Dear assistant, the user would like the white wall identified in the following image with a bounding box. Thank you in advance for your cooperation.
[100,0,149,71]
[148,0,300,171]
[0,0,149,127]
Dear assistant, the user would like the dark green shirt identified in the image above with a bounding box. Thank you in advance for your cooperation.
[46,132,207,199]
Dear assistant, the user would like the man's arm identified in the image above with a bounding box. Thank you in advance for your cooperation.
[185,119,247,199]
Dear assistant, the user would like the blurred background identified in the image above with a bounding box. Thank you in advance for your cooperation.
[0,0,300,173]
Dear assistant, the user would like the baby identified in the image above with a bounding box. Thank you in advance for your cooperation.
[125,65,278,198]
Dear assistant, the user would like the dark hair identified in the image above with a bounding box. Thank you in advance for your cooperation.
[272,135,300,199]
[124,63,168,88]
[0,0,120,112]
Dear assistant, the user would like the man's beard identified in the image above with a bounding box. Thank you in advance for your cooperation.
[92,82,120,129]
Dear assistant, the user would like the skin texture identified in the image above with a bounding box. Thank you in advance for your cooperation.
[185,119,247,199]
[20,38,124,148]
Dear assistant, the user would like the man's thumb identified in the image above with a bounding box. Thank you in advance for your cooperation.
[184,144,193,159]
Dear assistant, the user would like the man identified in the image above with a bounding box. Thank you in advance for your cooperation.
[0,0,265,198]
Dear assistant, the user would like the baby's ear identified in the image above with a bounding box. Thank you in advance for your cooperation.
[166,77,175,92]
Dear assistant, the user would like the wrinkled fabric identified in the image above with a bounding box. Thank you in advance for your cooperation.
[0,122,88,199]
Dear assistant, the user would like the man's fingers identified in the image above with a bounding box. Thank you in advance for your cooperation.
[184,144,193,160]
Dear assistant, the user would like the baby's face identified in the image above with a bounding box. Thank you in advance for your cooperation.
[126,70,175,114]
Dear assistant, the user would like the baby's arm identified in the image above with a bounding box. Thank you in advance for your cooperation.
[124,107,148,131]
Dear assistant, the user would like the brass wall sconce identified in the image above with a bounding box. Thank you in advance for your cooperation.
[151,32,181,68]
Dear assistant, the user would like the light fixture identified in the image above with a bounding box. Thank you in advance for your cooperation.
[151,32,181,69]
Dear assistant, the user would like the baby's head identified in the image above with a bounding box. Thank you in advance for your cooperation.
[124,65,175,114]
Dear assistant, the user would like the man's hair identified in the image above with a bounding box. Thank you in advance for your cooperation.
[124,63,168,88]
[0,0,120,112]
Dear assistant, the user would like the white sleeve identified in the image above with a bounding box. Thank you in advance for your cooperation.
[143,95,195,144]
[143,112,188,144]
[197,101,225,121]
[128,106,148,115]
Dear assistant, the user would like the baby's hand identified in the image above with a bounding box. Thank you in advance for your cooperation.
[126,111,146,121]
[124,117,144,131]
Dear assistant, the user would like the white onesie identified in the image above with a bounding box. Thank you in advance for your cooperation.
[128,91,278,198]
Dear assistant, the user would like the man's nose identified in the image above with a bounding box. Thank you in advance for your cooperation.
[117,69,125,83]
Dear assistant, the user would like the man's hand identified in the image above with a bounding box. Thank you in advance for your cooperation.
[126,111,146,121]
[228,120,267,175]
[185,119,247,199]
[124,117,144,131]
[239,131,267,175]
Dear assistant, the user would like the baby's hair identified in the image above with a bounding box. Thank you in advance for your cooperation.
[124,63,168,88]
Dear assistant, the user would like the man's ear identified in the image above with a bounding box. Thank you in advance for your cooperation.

* * *

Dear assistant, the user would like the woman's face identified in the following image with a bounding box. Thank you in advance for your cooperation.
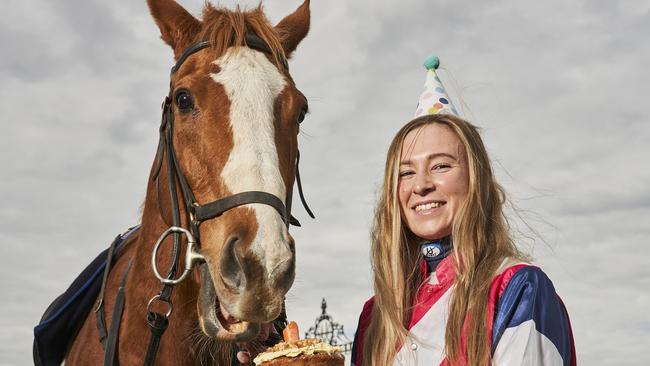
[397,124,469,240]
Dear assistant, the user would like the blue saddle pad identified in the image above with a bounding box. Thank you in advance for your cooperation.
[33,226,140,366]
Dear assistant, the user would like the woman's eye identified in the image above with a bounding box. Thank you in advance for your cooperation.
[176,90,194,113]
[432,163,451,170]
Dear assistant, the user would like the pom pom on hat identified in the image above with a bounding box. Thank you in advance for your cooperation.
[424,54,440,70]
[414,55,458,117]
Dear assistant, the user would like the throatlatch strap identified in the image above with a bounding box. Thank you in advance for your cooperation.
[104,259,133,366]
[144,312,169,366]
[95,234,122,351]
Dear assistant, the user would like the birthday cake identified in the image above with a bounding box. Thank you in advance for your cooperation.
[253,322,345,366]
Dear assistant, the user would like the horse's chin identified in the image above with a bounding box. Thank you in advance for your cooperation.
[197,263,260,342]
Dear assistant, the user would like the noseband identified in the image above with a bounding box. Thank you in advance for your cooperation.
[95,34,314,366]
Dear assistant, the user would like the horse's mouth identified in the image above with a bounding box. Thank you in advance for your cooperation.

---

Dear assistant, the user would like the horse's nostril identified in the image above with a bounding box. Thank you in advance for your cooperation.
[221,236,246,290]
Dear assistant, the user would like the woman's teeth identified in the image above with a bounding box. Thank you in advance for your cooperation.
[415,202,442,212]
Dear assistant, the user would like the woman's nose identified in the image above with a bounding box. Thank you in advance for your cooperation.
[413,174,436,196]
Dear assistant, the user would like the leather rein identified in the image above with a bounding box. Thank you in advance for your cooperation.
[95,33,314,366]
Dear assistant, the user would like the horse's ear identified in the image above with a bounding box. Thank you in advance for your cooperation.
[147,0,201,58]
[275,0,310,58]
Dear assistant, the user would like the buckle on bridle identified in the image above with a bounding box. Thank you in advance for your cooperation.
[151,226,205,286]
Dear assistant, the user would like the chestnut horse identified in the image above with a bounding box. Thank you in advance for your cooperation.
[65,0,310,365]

**WHAT NEEDS TO BE DONE**:
Render the lines starting with the one that contains "Dear assistant, the user would like the white wall" and running through the one that contains "[125,65,278,198]" as a Markdown table with two columns, Index and Entry. Number each line in Index, put its text in Entry, and leave out blank lines.

**OUTPUT**:
| Index | Entry |
|---|---|
| 1 | Dear assistant, the user would like the white wall identified in the following image with a bounding box. Thank you in advance for your cooperation. |
| 2 | [100,0,149,71] |
| 3 | [148,0,300,171] |
| 4 | [0,0,149,127] |
| 5 | Dear assistant, the user would like the dark green shirt identified in the image above with a bounding box. Thank you in advance for your cooperation. |
| 6 | [46,132,207,199] |
| 7 | Dear assistant, the user would like the man's arm identified in the image above with a bounding box. Thank you in advance for your cooperation. |
| 8 | [185,119,247,199] |
| 9 | Dear assistant, the user would like the blurred background identified in the image above with a bounding box. Thank you in advance for your cooperation. |
| 10 | [0,0,300,173] |
| 11 | Dear assistant, the user would like the baby identified in the image above with a bounding box. Thank you in advance for your cooperation. |
| 12 | [125,65,278,198] |